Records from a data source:
★ ★ ★ ★

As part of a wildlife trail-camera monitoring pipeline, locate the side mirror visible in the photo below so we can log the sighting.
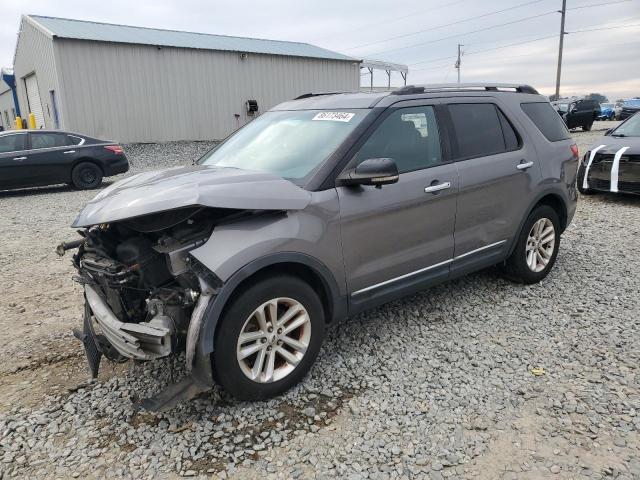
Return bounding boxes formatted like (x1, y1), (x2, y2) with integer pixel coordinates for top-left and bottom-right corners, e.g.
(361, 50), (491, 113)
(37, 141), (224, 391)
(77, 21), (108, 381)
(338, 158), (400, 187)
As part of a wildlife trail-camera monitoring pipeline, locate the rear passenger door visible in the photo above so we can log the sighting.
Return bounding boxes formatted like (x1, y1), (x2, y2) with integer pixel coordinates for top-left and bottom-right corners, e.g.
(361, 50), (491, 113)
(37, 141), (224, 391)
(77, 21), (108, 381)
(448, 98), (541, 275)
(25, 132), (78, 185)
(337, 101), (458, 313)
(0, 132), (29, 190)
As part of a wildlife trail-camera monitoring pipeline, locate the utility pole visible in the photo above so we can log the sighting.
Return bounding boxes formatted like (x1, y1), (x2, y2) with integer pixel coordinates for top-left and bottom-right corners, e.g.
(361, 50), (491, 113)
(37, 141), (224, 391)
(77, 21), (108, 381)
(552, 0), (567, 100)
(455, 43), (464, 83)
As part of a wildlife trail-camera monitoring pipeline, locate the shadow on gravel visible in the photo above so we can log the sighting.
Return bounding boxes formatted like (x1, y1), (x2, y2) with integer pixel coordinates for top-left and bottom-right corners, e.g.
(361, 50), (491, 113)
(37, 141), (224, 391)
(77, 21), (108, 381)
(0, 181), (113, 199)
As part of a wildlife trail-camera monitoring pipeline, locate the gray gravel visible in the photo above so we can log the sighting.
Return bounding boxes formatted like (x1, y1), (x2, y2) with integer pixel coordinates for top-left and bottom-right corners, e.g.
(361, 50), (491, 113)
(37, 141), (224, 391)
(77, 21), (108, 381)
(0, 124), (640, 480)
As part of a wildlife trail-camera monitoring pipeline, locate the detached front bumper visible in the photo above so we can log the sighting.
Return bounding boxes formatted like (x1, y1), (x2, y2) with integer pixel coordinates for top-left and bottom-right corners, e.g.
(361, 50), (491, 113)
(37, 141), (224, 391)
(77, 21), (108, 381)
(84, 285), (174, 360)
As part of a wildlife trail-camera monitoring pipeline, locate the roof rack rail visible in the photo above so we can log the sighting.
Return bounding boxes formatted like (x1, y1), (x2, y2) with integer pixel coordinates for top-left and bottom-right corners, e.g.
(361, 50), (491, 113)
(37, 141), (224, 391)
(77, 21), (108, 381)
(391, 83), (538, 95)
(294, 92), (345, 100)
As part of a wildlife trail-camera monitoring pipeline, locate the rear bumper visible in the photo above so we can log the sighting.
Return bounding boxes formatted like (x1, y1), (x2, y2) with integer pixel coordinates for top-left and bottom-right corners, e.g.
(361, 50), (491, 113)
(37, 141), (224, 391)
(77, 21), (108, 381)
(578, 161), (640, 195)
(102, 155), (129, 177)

★ ★ ★ ★

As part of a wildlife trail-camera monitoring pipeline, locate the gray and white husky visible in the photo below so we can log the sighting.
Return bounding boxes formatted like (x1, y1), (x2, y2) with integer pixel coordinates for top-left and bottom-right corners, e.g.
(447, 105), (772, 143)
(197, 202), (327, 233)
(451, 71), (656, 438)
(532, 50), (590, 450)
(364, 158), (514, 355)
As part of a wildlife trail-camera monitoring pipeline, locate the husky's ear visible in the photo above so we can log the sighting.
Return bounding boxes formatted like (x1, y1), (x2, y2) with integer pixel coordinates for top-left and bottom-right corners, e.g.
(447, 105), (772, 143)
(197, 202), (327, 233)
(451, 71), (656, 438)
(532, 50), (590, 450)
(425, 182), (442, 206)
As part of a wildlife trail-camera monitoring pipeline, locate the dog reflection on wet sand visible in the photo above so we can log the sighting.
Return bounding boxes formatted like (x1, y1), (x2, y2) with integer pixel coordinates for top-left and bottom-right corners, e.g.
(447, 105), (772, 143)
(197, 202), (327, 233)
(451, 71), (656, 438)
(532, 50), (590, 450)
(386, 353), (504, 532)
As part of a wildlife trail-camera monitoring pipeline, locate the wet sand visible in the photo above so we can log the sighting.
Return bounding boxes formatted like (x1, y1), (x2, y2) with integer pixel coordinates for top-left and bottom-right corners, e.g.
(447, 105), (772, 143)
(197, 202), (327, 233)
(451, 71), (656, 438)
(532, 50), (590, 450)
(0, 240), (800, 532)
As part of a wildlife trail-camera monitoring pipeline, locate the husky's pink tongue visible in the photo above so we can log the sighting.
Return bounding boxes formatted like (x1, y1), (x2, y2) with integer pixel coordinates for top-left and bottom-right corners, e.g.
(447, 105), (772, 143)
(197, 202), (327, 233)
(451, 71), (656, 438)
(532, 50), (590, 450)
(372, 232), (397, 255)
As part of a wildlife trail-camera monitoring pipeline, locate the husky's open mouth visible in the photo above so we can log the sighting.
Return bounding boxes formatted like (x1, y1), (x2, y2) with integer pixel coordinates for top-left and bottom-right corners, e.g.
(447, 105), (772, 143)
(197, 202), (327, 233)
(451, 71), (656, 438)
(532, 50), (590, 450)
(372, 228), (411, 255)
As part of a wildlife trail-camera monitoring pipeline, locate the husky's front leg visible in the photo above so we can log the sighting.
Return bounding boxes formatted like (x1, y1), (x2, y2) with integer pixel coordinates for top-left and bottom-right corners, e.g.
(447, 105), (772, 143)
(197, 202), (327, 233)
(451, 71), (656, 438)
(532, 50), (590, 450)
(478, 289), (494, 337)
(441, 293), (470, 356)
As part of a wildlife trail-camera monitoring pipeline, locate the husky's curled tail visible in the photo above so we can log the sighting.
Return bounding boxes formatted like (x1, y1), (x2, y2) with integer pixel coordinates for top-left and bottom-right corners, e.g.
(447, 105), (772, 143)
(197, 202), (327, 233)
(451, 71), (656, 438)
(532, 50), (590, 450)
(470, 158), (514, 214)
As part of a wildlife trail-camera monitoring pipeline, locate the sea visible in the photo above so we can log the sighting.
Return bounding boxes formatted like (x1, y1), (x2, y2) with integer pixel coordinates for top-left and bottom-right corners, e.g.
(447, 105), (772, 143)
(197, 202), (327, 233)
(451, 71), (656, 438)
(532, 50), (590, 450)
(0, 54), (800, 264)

★ ★ ★ ★

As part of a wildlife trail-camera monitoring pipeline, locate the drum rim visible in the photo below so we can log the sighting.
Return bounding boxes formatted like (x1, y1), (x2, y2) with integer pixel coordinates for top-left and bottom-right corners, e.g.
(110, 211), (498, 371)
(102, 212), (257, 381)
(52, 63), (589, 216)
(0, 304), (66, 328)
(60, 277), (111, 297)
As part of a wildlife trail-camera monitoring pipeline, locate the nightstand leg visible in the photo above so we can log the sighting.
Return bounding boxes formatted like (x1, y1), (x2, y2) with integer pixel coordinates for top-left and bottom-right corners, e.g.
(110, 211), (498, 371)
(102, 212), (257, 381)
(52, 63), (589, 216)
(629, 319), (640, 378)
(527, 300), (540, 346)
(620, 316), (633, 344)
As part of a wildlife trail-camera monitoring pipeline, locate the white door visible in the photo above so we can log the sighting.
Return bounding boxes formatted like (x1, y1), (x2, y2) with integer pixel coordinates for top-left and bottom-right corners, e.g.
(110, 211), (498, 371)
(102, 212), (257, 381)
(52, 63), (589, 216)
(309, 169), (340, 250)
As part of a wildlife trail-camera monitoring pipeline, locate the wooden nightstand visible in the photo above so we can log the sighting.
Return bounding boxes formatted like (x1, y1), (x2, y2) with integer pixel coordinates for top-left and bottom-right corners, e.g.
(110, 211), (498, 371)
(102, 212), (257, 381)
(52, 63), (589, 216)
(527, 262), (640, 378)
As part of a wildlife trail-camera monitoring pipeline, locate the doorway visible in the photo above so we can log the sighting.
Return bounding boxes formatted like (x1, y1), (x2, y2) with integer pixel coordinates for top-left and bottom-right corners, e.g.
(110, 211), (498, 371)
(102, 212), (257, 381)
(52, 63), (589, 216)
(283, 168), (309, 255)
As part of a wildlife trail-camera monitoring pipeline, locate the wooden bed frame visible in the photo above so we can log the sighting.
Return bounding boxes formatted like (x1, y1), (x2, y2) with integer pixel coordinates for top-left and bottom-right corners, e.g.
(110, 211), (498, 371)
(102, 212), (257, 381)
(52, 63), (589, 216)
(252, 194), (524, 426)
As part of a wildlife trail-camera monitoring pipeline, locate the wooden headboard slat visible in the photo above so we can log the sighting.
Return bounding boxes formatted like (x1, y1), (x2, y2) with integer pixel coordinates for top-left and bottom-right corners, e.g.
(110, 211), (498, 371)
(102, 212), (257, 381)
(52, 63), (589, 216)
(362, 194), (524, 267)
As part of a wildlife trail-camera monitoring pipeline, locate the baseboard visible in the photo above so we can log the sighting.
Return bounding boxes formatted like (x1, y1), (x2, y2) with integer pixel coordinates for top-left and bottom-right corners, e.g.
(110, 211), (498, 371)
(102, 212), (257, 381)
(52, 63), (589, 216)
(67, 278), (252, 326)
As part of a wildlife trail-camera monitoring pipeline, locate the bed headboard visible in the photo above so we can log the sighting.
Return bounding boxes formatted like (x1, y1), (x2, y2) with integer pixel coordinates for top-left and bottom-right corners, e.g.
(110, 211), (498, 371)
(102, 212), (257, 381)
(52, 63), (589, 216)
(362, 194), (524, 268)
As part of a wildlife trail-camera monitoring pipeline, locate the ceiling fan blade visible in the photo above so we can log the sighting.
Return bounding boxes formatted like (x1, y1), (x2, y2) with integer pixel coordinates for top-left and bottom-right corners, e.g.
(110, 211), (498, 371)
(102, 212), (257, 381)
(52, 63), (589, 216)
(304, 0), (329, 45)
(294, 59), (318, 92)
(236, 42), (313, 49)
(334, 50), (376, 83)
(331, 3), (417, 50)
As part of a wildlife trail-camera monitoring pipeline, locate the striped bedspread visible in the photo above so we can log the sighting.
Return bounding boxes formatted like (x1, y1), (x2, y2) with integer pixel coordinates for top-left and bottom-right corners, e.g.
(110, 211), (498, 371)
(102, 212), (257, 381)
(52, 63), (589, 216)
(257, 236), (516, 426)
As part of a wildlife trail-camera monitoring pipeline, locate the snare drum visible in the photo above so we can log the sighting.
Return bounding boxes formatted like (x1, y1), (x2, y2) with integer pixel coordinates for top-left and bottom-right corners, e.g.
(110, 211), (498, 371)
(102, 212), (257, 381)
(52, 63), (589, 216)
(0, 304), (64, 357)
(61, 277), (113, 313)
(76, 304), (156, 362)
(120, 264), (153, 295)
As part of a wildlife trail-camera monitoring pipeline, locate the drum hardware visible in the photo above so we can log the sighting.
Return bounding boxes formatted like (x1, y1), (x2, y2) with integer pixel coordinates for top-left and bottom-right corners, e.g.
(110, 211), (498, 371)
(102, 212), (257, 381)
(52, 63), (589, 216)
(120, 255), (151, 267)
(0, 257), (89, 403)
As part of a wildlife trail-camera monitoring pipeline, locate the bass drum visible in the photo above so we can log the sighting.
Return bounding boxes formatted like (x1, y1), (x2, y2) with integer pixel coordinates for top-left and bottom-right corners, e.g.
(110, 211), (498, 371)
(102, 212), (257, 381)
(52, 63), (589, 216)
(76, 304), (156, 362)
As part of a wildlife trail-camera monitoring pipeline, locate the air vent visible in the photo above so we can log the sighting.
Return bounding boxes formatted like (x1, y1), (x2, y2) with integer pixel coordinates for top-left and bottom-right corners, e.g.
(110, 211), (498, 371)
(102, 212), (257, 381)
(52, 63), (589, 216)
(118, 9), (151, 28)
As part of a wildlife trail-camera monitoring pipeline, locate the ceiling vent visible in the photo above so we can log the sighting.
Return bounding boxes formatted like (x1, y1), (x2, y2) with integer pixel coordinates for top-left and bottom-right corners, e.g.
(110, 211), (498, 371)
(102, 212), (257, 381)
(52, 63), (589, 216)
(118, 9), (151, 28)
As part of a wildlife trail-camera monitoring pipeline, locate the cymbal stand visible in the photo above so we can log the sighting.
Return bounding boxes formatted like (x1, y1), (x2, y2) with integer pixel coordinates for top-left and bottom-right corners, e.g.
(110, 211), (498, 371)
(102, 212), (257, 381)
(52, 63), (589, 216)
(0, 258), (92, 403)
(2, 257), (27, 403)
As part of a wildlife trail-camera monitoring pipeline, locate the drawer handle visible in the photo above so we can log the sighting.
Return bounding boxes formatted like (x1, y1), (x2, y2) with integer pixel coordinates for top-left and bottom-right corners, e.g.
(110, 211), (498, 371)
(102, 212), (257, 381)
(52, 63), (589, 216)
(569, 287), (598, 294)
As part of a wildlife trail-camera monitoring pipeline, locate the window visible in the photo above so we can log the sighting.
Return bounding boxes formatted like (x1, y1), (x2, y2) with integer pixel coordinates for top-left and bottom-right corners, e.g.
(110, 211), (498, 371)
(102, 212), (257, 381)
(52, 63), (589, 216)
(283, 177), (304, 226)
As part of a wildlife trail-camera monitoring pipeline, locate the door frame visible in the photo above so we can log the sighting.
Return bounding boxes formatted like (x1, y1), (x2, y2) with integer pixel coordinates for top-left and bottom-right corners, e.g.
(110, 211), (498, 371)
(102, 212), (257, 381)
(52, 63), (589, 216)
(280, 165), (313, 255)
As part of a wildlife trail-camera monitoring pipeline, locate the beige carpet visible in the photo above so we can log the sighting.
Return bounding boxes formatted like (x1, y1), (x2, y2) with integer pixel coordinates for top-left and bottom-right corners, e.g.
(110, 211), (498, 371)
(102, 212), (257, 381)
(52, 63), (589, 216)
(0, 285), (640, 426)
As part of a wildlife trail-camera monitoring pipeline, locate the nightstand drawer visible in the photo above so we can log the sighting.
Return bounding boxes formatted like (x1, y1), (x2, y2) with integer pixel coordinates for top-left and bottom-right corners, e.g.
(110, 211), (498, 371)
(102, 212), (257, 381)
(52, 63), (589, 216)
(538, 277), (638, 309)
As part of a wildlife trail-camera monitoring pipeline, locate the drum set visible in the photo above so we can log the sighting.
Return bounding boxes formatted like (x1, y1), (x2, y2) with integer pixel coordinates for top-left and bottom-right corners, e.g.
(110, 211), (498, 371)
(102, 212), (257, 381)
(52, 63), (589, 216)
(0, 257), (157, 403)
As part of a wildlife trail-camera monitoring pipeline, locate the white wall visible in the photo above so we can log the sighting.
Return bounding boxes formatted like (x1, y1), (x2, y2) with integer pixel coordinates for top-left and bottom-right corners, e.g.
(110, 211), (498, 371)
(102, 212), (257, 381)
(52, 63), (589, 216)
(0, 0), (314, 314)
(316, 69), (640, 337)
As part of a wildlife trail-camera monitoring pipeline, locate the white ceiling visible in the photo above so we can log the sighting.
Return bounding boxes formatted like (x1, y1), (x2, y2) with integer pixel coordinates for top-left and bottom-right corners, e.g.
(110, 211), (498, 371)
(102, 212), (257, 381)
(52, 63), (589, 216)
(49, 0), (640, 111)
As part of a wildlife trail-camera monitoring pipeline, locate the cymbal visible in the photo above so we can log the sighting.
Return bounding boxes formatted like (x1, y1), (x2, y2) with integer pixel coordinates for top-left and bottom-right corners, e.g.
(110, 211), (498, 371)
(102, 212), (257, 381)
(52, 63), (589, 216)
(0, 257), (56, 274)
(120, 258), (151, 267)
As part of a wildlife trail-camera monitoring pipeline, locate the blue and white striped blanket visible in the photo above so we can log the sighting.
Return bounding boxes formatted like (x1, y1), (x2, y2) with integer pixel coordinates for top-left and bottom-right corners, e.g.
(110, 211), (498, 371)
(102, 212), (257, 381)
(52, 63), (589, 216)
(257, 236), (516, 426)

★ ★ ★ ★

**GIVEN REQUEST**
Copy the items word for word, beginning with the line containing "the drum hardware" and continuing through the line containing "(0, 257), (89, 403)".

**ANSWER TO THE TASK**
As part of a wildlife trail-camera monitoring pipeline, locate the drum hardware visible in the photo above so we can log the sighting.
Return bounding boxes formatted like (x1, y1), (x2, y2) with integer pixel coordinates for top-left and bottom-right corners, e.g.
(110, 211), (498, 371)
(102, 212), (257, 381)
(52, 63), (589, 216)
(120, 255), (151, 267)
(0, 257), (89, 403)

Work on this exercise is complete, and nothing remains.